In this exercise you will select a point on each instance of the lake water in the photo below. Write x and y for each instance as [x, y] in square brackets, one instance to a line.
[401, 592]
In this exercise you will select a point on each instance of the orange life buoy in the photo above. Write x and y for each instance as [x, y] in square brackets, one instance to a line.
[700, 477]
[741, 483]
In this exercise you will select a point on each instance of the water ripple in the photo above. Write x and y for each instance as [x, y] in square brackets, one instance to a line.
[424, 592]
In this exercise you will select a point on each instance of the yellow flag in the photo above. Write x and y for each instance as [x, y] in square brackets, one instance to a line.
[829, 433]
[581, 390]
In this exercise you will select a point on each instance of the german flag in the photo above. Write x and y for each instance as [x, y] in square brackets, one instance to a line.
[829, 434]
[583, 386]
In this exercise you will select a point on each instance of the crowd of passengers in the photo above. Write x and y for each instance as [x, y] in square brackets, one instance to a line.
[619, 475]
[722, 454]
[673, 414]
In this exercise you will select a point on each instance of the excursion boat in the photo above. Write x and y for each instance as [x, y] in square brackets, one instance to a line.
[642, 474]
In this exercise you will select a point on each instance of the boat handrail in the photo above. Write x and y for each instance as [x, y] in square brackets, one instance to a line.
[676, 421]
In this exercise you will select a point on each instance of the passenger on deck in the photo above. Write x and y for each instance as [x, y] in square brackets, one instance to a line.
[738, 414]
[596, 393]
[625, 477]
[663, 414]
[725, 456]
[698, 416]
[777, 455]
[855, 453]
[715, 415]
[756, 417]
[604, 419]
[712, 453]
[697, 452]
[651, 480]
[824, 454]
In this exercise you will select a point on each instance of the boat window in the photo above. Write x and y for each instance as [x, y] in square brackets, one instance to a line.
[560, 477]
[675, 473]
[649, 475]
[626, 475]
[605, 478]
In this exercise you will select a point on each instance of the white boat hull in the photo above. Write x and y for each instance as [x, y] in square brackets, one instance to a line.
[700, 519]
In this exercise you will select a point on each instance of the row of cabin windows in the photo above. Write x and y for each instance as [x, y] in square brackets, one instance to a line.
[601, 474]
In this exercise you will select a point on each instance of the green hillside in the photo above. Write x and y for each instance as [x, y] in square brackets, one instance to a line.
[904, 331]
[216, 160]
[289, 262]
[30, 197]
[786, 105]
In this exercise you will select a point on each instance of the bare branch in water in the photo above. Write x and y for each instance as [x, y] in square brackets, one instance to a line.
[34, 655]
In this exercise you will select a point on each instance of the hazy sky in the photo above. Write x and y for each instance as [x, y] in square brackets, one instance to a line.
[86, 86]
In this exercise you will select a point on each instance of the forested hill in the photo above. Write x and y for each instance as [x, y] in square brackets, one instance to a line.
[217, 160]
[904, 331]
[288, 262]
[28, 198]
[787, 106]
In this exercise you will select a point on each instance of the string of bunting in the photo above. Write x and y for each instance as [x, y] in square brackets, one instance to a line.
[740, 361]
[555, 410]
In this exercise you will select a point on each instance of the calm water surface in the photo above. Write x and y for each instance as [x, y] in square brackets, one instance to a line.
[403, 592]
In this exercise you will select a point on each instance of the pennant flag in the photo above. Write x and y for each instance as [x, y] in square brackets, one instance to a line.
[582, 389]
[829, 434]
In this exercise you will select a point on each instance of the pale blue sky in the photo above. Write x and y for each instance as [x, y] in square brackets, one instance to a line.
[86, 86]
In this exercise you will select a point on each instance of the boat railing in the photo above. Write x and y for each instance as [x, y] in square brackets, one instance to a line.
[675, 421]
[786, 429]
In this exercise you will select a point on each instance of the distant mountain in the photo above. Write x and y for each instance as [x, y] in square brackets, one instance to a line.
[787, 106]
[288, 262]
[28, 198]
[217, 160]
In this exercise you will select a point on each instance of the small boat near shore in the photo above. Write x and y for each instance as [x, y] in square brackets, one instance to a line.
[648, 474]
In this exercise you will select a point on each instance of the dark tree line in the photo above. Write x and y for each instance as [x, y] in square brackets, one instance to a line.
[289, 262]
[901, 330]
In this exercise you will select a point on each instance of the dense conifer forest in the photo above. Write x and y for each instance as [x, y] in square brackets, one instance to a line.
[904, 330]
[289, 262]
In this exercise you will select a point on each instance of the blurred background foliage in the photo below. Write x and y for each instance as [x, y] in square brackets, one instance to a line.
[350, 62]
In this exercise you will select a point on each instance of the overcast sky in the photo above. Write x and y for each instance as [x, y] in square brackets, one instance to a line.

Required work =
Please repeat all the rows above, changing each "one instance to a line" to "one instance per line" and leaving everything else untouched.

Solved problem =
In this exercise you will select a point on each instance of the lake water in the photo below. Write x and y for each instance as [x, y] in square brackets, one instance per line.
[401, 592]
In this exercise you will select a point on each instance of the orange life buoy in the photo above. Write x and y for each instance as [x, y] in square brackets, one instance per line.
[700, 477]
[741, 483]
In this exercise you will select a point on each instance of the water ripple in the photo above. Write x and y for each instance as [x, y] in square brackets, one instance per line.
[424, 592]
In this exercise you will select a point on each instance of the yellow flag in the photo above. Write x and y for each instance as [x, y] in square brackets, one instance per line.
[829, 433]
[581, 390]
In this exercise you will select a point on each instance of the german flag in the photo above. Write x and y for each instance as [x, y] in square brackets, one instance per line.
[829, 434]
[583, 386]
In this exercise you will select a point on each instance of the crowd of passengers in the photo above. Write x and y for each instance as [x, y] in square brackets, one instance per line.
[619, 475]
[722, 454]
[673, 414]
In this exercise you will select a point on each instance of the excursion boat in the photo above. Write x and y for each instance as [x, y] in square brackets, one instance per line.
[642, 474]
In this exercise you will select a point on each instance of the boat handrail in the photo above. Write x and y for each instance as [x, y] in square brackets, one instance per line.
[676, 421]
In this exercise you will select a point on each instance of the passenger on deck in the photo above. Write x and y for each instance as [x, y] in square brackets, one instance per line.
[738, 414]
[596, 393]
[625, 477]
[663, 414]
[725, 456]
[698, 416]
[777, 455]
[855, 453]
[715, 415]
[756, 417]
[604, 419]
[712, 453]
[697, 452]
[651, 480]
[824, 454]
In this exercise you will select a point on each instance of the boat window in the photo above. Write x and y for each instance as [x, y] in square brackets, one instance per line.
[560, 477]
[675, 473]
[649, 475]
[626, 475]
[605, 478]
In this exercise you will select a point on each instance of the white boat hull in the photo above. Write x and y for each instance as [x, y] in square brackets, one instance per line.
[700, 519]
In this exercise you will select a point on each instance of the row of cabin windows in the photo above. Write x and y for each instance as [x, y] in square brackets, one instance per line.
[601, 474]
In this exercise you will select a point on each instance of the green hillside in the photo above. Write x and y for each instance as [x, y] in square brackets, one instance per line.
[904, 331]
[216, 160]
[289, 262]
[30, 197]
[786, 105]
In this exercise you will select a point on each instance of the bare branch in water in the photo above. Write x and y for each instance as [x, y] in square brackets, one instance per line.
[34, 655]
In this exercise you will select a point on each instance of the hazy sky in the photo above. Write x and y for each instance as [x, y] in square brackets, one instance per line.
[86, 86]
In this exercise you will select a point on each instance of the forested hill in the photo above. Write x and y for each instance as [x, y] in square brackets, one instance per line.
[217, 160]
[904, 331]
[288, 262]
[28, 198]
[787, 106]
In this exercise you will select a point on each instance of the string of bunting in the photo above. Write x and y for each instance as [x, y] in square brackets, one instance per line.
[740, 361]
[555, 410]
In this exercise you will select a point on each instance of the calm water surface in the photo above. Write x and y for each instance as [x, y] in square brackets, one instance per line.
[403, 592]
In this exercise you will select a point on each instance of the pennant flag in the photo above. Write x and y for each instance as [x, y] in square brackets, one instance per line.
[582, 389]
[829, 434]
In this exercise you will select a point on each instance of the pale blue sky in the photo above. Write x and y for each instance as [x, y] in square brackets, one instance per line.
[86, 86]
In this exercise you will select a point on each instance of the boat railing in the photo above. Write x and y for each instance as [x, y] in square brackets, one instance per line.
[675, 421]
[786, 429]
In this exercise you will select a point on each instance of the distant mountain in the photo above. Write x and y for each instance as [x, y] in square brackets, one instance per line.
[787, 106]
[288, 262]
[28, 198]
[217, 160]
In this exercise you will select a point on each instance of the small boat near shore in the photo above. Write x and y for each instance as [x, y] in square brackets, one instance per line.
[648, 474]
In this exercise you will select a point on each instance of the dark tree line in the photo above. Write x and y for each instance as [x, y] in square brackets, one instance per line.
[289, 262]
[901, 330]
In this exercise you will select a point on each instance of the dense conifer forest in the photo above. Write x and y for each instance as [x, y] in square brackets, one instance per line.
[904, 330]
[289, 262]
In this exercise you will select a point on each instance of the blurred background foliage in the photo below. Write x and y for each instance as [x, y] in square brackets, one instance per line.
[350, 62]
In this exercise you will select a point on each instance of the overcast sky in the photo above. Write x and y for each instance as [x, y] in square brackets, one instance per line.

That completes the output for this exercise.